* _Your objective_: Repeat the data exactly, every last line of it.

--- Provided data Enclosed Below ---

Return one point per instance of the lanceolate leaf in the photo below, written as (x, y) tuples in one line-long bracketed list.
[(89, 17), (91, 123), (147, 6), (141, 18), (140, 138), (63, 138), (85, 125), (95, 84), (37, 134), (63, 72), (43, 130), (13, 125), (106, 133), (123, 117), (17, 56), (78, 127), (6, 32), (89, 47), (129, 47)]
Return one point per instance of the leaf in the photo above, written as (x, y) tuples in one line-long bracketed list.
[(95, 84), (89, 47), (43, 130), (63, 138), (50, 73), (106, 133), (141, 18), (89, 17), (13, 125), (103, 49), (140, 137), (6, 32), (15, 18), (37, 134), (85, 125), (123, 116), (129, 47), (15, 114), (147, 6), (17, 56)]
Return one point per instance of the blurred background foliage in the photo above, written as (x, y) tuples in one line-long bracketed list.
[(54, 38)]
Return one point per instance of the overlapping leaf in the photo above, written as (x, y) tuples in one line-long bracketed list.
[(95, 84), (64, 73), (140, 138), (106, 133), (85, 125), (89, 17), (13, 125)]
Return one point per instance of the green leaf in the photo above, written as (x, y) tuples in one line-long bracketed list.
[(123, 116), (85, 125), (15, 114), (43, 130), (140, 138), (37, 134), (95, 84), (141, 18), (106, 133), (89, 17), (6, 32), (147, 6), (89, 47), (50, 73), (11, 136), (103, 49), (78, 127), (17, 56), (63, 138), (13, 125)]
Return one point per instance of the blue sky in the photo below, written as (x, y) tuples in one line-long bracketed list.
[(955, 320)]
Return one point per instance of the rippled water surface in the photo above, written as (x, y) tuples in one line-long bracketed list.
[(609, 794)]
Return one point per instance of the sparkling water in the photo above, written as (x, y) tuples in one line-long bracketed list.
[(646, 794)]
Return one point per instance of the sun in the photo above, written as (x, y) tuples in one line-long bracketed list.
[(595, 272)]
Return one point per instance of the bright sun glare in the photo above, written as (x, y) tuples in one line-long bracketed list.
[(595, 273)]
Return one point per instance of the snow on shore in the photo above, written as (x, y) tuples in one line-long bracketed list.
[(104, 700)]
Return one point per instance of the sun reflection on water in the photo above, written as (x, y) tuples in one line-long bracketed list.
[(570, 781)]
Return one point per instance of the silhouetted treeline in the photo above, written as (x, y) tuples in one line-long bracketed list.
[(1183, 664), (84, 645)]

--- End of Enclosed Provided data ---

* _Your solution_:
Return one point per instance of the lanceolate leaf in the photo below, written as (x, y) tuples in one line-long bracketed list.
[(89, 17), (91, 123), (147, 6), (141, 18), (140, 138), (63, 138), (85, 125), (95, 84), (37, 134), (63, 72), (43, 130), (13, 125), (106, 133), (123, 117), (17, 56), (78, 127), (6, 32), (89, 47), (129, 47)]
Return one point per instance of the leaf in the photo above, written as (x, y) tuples in one line-long bracketed list.
[(95, 84), (89, 47), (43, 130), (63, 138), (50, 73), (106, 133), (141, 18), (89, 17), (13, 125), (103, 49), (140, 137), (6, 32), (15, 18), (37, 134), (85, 125), (123, 116), (129, 47), (15, 114), (147, 6), (17, 56)]
Return one point per instance of the blurred background foliage in the photo above, written as (x, y) tuples in one line-long bracketed list.
[(54, 38)]
Return one point per instance of the overlapping leaf in the photo above, written as (x, y) tuples in one line-long bracketed list.
[(95, 84), (64, 73), (140, 138), (106, 133), (85, 125), (89, 17), (13, 125)]
Return one point per instance of the green leaf in the photo above, written as (x, y) tuples in one line-long bracketed list.
[(123, 116), (85, 125), (15, 114), (43, 130), (140, 138), (37, 134), (95, 84), (141, 18), (106, 133), (89, 17), (6, 32), (147, 6), (89, 47), (50, 73), (11, 136), (103, 49), (78, 127), (17, 56), (63, 138), (13, 125)]
Return one point per instance of the blue sky in the photo below, written as (x, y) tuples in one line-long bracketed list.
[(955, 320)]
Return one point per instance of the rippled water surface in the photo above, written as (x, y) tuples in one line-long bracketed list.
[(609, 794)]
Return one point per instance of the sparkling water in the photo above, written as (x, y) tuples in one line-long bracketed list.
[(646, 794)]
Return one point per instance of the sun in the photo above, written as (x, y) tuples in one line-long bracketed list.
[(595, 272)]
Return one point per instance of the bright sun glare in the photo above, written as (x, y) tuples in one line-long bracketed list.
[(595, 273)]
Return one point per instance of the snow on shore in the photo above, written as (x, y) tuples in one line-long bracketed list.
[(104, 700)]
Return one point per instance of the sun reflection on water in the photo above, written as (x, y) tuples in one line-long bracketed list.
[(570, 781)]
Return one point per instance of the silhouetted treeline in the photo above, written as (x, y) tuples in one line-long bracketed list.
[(1183, 664), (84, 645)]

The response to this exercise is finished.